■ **ABOUT THIS EXERCISE**:
Everything from the line that holds "Query: palm tree" to the end of the entries below should be printed again, word for word, and nothing more.

■ **EXCERPTED DATA**:
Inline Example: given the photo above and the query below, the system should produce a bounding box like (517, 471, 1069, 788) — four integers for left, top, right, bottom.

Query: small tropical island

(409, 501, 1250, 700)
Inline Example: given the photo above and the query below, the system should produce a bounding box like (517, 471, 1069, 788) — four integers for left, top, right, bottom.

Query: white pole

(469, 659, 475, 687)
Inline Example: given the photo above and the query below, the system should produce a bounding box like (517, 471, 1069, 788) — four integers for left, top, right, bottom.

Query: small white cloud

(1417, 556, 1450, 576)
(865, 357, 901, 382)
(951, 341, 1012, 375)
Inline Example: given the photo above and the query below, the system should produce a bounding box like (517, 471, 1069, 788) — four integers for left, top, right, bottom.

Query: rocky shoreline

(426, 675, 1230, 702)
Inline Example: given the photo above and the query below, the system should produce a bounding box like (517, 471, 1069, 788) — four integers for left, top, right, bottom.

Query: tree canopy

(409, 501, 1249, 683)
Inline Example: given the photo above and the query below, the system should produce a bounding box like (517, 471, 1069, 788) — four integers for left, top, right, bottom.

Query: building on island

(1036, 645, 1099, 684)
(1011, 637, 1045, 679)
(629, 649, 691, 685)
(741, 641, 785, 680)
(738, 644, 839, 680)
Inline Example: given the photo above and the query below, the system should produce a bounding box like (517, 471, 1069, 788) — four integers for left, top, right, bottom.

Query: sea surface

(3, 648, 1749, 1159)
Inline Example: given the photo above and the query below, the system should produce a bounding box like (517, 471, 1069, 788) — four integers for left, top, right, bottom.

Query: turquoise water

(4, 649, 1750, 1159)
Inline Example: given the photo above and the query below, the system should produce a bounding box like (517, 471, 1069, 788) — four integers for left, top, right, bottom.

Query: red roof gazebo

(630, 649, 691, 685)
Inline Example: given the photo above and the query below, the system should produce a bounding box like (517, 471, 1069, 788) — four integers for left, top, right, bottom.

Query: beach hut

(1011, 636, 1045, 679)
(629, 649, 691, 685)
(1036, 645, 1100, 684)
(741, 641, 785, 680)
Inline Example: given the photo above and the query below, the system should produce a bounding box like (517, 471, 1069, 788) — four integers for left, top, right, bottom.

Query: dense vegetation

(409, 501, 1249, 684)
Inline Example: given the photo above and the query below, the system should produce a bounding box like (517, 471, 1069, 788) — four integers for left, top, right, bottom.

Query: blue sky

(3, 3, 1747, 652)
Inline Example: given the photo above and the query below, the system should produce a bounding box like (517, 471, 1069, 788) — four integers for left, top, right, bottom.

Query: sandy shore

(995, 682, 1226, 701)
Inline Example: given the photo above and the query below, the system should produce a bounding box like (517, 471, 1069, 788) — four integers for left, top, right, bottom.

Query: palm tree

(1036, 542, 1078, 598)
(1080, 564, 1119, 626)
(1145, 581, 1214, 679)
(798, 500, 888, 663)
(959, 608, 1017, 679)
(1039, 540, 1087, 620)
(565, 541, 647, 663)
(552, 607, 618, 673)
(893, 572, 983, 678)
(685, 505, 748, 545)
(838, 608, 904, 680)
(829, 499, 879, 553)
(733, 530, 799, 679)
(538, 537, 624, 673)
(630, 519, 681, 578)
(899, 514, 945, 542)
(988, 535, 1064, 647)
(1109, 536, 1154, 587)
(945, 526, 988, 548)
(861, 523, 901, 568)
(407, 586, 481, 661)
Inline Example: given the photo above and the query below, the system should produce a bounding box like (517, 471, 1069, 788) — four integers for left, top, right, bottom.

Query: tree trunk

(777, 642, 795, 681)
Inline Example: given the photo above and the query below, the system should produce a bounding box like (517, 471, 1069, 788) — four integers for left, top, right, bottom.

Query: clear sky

■ **WRITTEN SOLUTION**:
Query: palm tree

(1036, 542, 1078, 598)
(1080, 564, 1119, 626)
(1145, 581, 1214, 679)
(798, 500, 888, 663)
(959, 608, 1017, 679)
(1039, 540, 1087, 620)
(565, 541, 647, 663)
(552, 607, 618, 673)
(893, 572, 983, 678)
(685, 505, 748, 545)
(838, 608, 904, 680)
(829, 499, 879, 553)
(733, 530, 799, 679)
(538, 537, 624, 673)
(630, 519, 681, 578)
(899, 514, 945, 542)
(988, 535, 1064, 647)
(1109, 536, 1154, 587)
(945, 526, 988, 548)
(861, 523, 901, 568)
(407, 586, 481, 661)
Inline Example: given the photo above and the query below, the system should produce a bounding box like (517, 471, 1069, 788) — four integers for left, top, right, bottom.

Query: tree trunk

(777, 642, 795, 681)
Inline Example: given the photo above and the query below, the system should produce a bounding box like (517, 471, 1069, 788) — four integers for left, top, right, bottom.

Query: clear sky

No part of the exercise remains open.